■ WHAT IS BEING ASKED ■
Scan the data for "instance" and copy the lines it appears in.

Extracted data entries

※

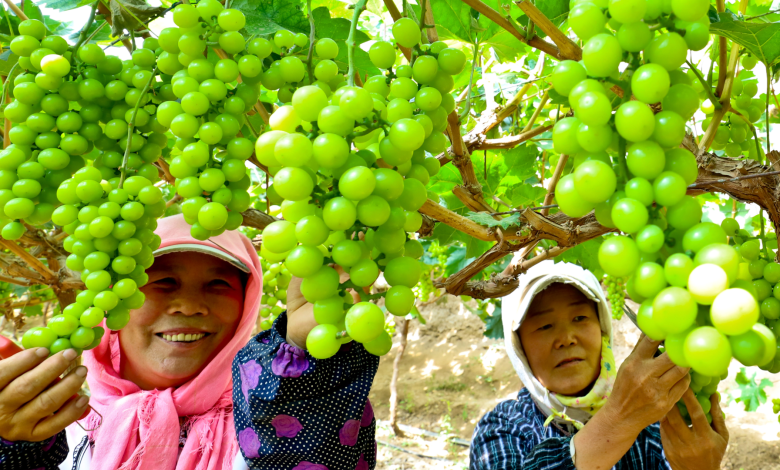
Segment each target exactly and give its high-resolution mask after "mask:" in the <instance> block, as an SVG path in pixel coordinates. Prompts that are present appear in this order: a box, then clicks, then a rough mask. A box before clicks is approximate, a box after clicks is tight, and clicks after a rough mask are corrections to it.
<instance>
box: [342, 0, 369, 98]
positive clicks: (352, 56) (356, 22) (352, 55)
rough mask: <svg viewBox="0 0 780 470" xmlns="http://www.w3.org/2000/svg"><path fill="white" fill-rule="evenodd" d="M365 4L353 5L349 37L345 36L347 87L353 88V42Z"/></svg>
mask: <svg viewBox="0 0 780 470" xmlns="http://www.w3.org/2000/svg"><path fill="white" fill-rule="evenodd" d="M366 3H368V0H358V2H357V4H355V13H354V14H353V15H352V24H351V25H350V27H349V36H347V58H348V61H349V71H348V72H347V84H348V85H349V86H355V47H356V44H355V42H356V41H357V39H356V38H355V35H356V34H357V25H358V20H359V19H360V14H361V13H363V10H365V9H366Z"/></svg>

※

■ ANSWER BOX ■
Segment each target exactly and give its high-resolution mask after "mask:" in the <instance> block, as an SVG path in pixel coordinates. Prompts that are present appear in this order: a box, then clicks, then a rough mask. A box before clicks is approximate, a box after clicks is tight, and clicks after a rough mask are corrections to it.
<instance>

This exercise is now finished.